**Contour labeling data**
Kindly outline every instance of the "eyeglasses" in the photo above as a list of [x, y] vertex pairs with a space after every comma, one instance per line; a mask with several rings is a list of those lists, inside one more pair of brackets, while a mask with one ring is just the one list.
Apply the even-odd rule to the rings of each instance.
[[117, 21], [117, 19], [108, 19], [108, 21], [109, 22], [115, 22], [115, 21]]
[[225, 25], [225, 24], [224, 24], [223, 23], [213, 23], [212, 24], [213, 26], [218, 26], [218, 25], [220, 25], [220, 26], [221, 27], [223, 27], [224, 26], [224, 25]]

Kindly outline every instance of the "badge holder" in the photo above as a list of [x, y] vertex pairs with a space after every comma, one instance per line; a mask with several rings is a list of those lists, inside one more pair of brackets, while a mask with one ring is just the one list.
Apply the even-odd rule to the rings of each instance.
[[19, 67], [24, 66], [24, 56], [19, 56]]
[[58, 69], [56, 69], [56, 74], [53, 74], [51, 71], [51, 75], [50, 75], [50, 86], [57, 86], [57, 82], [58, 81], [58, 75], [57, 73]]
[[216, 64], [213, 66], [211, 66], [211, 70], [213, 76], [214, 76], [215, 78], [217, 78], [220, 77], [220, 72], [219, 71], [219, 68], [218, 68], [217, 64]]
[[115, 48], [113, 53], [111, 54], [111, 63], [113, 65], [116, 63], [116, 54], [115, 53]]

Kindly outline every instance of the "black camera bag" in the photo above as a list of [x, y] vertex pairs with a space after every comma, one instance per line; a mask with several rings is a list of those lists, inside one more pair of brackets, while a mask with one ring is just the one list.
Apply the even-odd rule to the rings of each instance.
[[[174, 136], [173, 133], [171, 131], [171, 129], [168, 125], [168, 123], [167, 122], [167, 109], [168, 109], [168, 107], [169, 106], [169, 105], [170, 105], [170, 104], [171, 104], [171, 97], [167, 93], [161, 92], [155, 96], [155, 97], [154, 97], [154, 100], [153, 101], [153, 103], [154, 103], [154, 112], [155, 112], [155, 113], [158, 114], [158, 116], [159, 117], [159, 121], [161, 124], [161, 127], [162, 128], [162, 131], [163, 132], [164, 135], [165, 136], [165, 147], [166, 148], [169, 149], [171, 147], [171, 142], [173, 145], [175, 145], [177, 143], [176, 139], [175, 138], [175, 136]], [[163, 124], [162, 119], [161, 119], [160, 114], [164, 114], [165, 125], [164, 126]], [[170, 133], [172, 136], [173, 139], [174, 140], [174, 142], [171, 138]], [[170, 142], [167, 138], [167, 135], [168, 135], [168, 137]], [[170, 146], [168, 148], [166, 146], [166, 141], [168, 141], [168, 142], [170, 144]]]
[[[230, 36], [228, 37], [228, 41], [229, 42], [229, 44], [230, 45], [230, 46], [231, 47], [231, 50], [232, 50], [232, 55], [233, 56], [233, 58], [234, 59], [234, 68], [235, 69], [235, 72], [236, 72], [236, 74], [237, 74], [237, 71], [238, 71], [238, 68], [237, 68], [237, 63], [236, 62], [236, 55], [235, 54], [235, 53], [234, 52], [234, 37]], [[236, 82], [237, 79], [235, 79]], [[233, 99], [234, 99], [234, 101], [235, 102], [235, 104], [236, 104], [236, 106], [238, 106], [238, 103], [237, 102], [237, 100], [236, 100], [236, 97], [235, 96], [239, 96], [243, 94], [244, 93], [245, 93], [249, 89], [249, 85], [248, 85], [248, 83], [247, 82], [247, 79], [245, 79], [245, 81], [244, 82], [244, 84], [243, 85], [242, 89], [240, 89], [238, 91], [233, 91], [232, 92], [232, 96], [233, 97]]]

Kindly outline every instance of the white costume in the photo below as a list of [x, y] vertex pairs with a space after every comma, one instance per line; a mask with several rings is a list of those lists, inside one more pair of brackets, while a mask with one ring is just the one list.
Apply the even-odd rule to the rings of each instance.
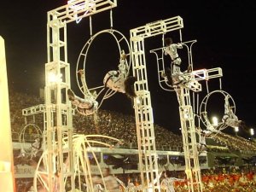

**YOUR INSTRUCTIONS**
Quote verbatim every line of the data above, from its first line through the line containing "54], [115, 53]]", with both ends included.

**EXERCISE RESPONSE**
Kindly outline every instance of the "eyeglasses" in the photo above as a list of [x, y] vertex pairs with a space after every comma, one instance per line; a mask with several rings is a list of those lists, inside one more pair of brackets, while a mask with one ring is just the one list.
Apply the even-odd rule to the rings of each instance.
[[117, 21], [117, 19], [108, 19], [108, 21], [109, 22], [115, 22], [115, 21]]
[[225, 25], [225, 24], [224, 24], [223, 23], [213, 23], [212, 24], [213, 26], [218, 26], [218, 25], [220, 25], [220, 26], [221, 27], [223, 27], [224, 26], [224, 25]]

Kindly outline every instance of the "badge holder" in the photo above as a list of [x, y] vertex pairs with a space after every comma, one instance per line; a mask with several rings is a list of those lists, inside one more pair of brackets, while a mask with one ring is just the one list.
Apply the even-odd rule to the rings of each instance.
[[19, 67], [24, 66], [24, 56], [19, 56]]
[[58, 69], [56, 69], [56, 74], [53, 74], [51, 71], [51, 75], [50, 75], [50, 86], [57, 86], [57, 82], [58, 81], [58, 75], [57, 73]]
[[216, 64], [213, 66], [211, 66], [211, 70], [213, 76], [214, 76], [215, 78], [217, 78], [220, 77], [220, 72], [219, 71], [219, 68], [218, 68], [217, 64]]
[[115, 48], [113, 53], [111, 54], [111, 63], [113, 65], [116, 63], [116, 54], [115, 53]]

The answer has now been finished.